§ Questions
- 1) Answer these from the list of practice security tips:
(a) How often should the password policy require passwords to be changed?
(b) What disposal method does the list name for paper files containing PHI?
(c) Which network equipment should be physically locked up?
- 2) Extend the list of practice security tips past its final entry, "Appoint a security officer," with further numbered tips in the same style.

### Excerpt provided

1. Use privacy screens on your computer monitors. Otherwise, you put patient information at risk for exposure to other patients or non-medical personnel.
2. Enact a password policy that mandates changing passwords every 60 days.
3. Don’t store protected health information (PHI) on computer, especially if it is not encrypted.
4. Use a HIPPA-compliant email solution (quick tip: Office 365 is HIPAA compliant because Microsoft will do a Business Associate Agreement (BAA) with your practice).
5. Don’t share PHI through email that is not encrypted (Double check yours – most practices think their email is encrypted, but it is not!).
6. Physically lock up network equipment like routers and servers.
7. Promptly remove users from your network who no longer need access to your systems.
8. Enable properly configured firewalls.
9. Ensure you have multilayered security to combat system vulnerabilities
10. Dispose of PHI properly (shredding for paper files).
11. Avoid sharing user names and passwords among staff members (even for shared workstations).
12. Appoint a security officer.

######
### Excerpted records

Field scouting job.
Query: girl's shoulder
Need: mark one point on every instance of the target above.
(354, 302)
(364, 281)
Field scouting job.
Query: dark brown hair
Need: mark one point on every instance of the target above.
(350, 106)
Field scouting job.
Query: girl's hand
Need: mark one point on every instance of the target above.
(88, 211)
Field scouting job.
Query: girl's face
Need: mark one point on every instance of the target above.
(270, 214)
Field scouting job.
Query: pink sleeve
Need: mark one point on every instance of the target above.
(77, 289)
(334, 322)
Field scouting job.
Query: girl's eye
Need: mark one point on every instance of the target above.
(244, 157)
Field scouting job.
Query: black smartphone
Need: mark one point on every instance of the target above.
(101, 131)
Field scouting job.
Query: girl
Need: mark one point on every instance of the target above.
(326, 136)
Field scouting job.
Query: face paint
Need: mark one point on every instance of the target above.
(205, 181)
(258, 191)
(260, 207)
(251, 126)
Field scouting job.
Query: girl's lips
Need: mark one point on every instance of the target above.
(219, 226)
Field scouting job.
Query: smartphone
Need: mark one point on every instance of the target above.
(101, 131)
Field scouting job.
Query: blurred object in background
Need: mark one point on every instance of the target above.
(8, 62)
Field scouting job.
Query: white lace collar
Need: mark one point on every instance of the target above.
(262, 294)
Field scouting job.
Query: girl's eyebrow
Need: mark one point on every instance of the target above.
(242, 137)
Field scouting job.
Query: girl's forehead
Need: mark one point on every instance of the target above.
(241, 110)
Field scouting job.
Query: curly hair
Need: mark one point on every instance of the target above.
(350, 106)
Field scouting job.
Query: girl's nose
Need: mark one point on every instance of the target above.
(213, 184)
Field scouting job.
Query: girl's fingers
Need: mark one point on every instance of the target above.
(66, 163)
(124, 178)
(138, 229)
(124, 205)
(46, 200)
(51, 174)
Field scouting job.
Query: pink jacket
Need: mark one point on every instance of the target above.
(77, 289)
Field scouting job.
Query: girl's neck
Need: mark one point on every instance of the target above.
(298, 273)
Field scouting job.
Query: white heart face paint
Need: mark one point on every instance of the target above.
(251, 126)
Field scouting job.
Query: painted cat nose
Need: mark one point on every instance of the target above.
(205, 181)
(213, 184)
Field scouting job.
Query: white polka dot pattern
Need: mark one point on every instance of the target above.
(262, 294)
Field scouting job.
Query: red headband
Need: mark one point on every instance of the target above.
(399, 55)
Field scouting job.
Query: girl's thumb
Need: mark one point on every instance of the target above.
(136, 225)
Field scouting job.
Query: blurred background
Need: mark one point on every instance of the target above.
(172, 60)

######

§ Expected responses
- 1)
(a) Every 60 days.
(b) Shredding.
(c) Routers and servers.

- 2)
13. Run background checks on new hires and obtain non-disclosure agreements for employees.
14. Conduct annual HIPAA training for all personnel.
15. Obtain signed Business Associate Agreements from all third parties that have, or could have, access to your patients’ PHI.
16. Enable password expiry or lockout protocols after unsuccessful login attempts.
17. Physically secure all laptops and workstations (many a laptop have gone for a walk, and that’s bad news for your practice).
18. Keep spam filters and antivirus software up to date.
19. Have an adequate and well-documented backup and disaster recovery process
20. Document file retention process and avoid unauthorized computer file deletion.